All lines in the records below that hold "tree" are to be shown.

[Start of Attachment]

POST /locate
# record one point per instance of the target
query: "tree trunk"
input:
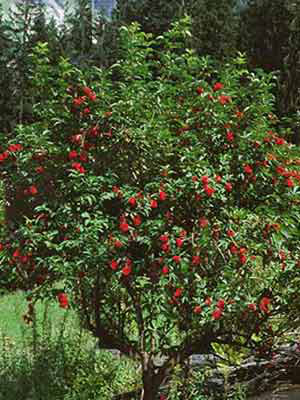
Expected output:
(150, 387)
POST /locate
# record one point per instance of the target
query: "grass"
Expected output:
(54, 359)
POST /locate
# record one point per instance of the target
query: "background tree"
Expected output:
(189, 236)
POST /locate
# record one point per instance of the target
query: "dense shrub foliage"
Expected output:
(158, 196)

[End of Attachment]
[Start of Attachment]

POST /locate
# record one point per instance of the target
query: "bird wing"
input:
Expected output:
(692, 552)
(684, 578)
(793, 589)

[End of Attachment]
[Start of Attachment]

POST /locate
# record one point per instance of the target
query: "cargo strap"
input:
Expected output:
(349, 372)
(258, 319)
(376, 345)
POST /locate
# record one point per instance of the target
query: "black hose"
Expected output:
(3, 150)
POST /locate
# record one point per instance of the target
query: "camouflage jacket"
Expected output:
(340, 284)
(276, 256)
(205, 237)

[End of Attachment]

Task result.
query: "tree trunk"
query: "background tree"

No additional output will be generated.